• REQUIRED TASK: Turn everything from the line containing "Exercise. Point out every instance of the red" down to the line containing "point(339, 200)" into a two-column CSV headed instruction and points, giving one row per text-and-answer pair. Put each field in quotation marks and replace its line breaks with spaces.

(Labeled-object pointing entries)
┄┄┄┄┄┄┄┄┄┄┄┄┄┄┄┄┄┄┄┄

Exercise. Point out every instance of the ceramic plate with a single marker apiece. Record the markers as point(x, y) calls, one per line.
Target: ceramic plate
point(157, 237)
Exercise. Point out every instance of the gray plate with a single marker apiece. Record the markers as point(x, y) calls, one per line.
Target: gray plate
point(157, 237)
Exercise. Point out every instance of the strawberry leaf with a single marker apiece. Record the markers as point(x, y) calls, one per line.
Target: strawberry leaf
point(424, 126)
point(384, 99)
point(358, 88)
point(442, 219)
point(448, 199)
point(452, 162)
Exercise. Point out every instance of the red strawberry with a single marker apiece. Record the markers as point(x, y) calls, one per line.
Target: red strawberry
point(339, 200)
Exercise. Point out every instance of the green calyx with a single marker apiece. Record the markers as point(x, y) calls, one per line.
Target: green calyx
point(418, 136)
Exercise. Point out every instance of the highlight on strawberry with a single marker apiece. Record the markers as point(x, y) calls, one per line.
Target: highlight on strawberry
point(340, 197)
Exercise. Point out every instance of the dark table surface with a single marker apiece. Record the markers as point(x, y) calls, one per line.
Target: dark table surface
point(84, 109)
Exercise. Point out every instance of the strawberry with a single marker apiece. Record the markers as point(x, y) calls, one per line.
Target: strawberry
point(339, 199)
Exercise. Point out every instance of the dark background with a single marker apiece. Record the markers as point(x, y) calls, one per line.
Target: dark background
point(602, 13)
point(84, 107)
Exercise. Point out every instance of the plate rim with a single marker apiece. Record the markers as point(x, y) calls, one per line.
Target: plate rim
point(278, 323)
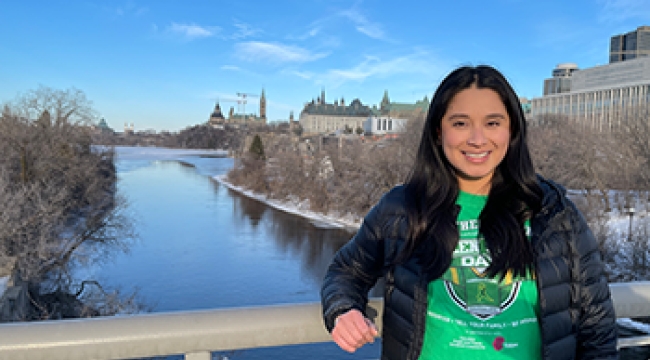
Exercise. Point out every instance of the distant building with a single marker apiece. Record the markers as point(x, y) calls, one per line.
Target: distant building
point(402, 110)
point(602, 95)
point(102, 126)
point(217, 118)
point(384, 125)
point(561, 80)
point(630, 46)
point(129, 130)
point(319, 117)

┄┄┄┄┄┄┄┄┄┄┄┄┄┄┄┄┄┄┄┄

• ANSWER TO THE PROBLEM:
instruction,points
"Exercise. Point out every instance of the red strawberry with a single marker apiece. Record the markers as point(x, y) calls, one per line. Target: red strawberry","point(339, 200)"